# TÂCHES
1. Dans l'extrait sur Frida Kahlo et Léon Trotski, quelle est la date du mariage de Frida et de Diego Rivera ?
2. Rédigez la suite de l'extrait sur Frida Kahlo et Léon Trotski, à partir de sa dernière phrase.

# EXTRAIT DU DOCUMENT
....................
Ils rejoignent Coyoacán, dans la banlieue de Mexico. La première impression de Léon Trotski est positive : « Bonne rencontre après quatre mois d’internement et d’isolement (1) », écrit-il. Le couple est conduit dans la « Caza Azul », là où Frida Kahlo a passé son enfance et son adolescence. Ils vont y rester deux ans.
C’est ici, dans ce lieu clos, que va se nouer l’idylle de Léon Trotski et de Frida Kahlo. A 29 ans, Frida n’a pas été épargnée par la vie. Atteinte de poliomyélite à 6 ans, c’est surtout un accident d’autobus à 18 ans qui va briser son corps à tout jamais. La souffrance devient son lot quotidien. Pour survivre, Frida se forge un tempérament de feu et une volonté de fer.
Elle rencontre Diego Rivera en 1928. Plus de vingt ans les séparent. Le mariage a lieu le 21 août 1929 pour le meilleur et pour le pire, l’union « d’un éléphant et d’une colombe », commente un membre de la famille de Frida. Très vite, la jeune mariée fait l’expérience des infidélités de son peintre de mari. Plus d’une fois, elle quitte le domicile conjugal. Et revient toujours.
En 1934, Frida fait trois séjours à l’hôpital : une appendicite, un nouvel avortement au troisième mois de grossesse et une opération du pied droit. Elle ne peint pas. Sa sœur cadette et préférée, Cristina, qui s’est retrouvée seule avec ses deux enfants après le départ d’un mari volage, la réconforte pendant sa convalescence.
....................
# DONNÉES RECUEILLIES
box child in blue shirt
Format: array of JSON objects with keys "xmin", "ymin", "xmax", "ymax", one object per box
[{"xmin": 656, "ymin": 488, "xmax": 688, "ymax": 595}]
....................
# RÉPONSES PAR TÂCHE
1. Le 21 août 1929.

2.
Après un échec à New York, Diego rentre au Mexique, humilié et furieux. Frida, alitée, n’est pas en état de le satisfaire. Il tombe alors dans les bras de sa belle-sœur, Cristina. Le choc est rude pour Frida affaiblie physiquement. Avec sa propre sœur ! Elle quitte sur le champ la maison de San Angel. L’éloignement et de longues conversations avec des amis la ramènent à plus de sérénité. Le 23 juillet 1935, faisant fi de son amour propre, elle peut écrire à Diego : « Faut-il que je sois une vraie tête de mule pour ne pas comprendre que les lettres, les histoires de jupons, les maîtresses … d’anglais, les Gitanes qui jouent les modèles, les assistantes de ‘‘bonne volonté’’, les disciples intéressées par ‘‘l’art de la peinture’’ et les ‘‘envoyés plénipotentiaires de lointaines contrées’’ ne sont qu’un amusement et que dans le fond toi et moi, nous nous aimons largement, et que nous avons beau enchaîner les aventures, les claquements de porte, les insultes et les plaintes internationales, nous nous aimerons toujours. Je crois qu’en fait je suis un peu bête et chienne sur les bords, car toutes ces choses sont arrivées et se sont répétées durant les sept ans où nous avons vécu ensemble, et toutes mes colères ne m’ont conduite qu’à mieux comprendre que je t’aime plus que ma propre peau, et bien que tu ne m’aimes pas de la même façon, tu m’aimes un peu non (2) ? ». Quelle déclaration ! Frida réintègre le domicile conjugal.
Mais sous les apparences d’un bonheur retrouvé, Frida est angoissée ; elle broie du noir. Alors, pour oublier, elle boit de plus en plus.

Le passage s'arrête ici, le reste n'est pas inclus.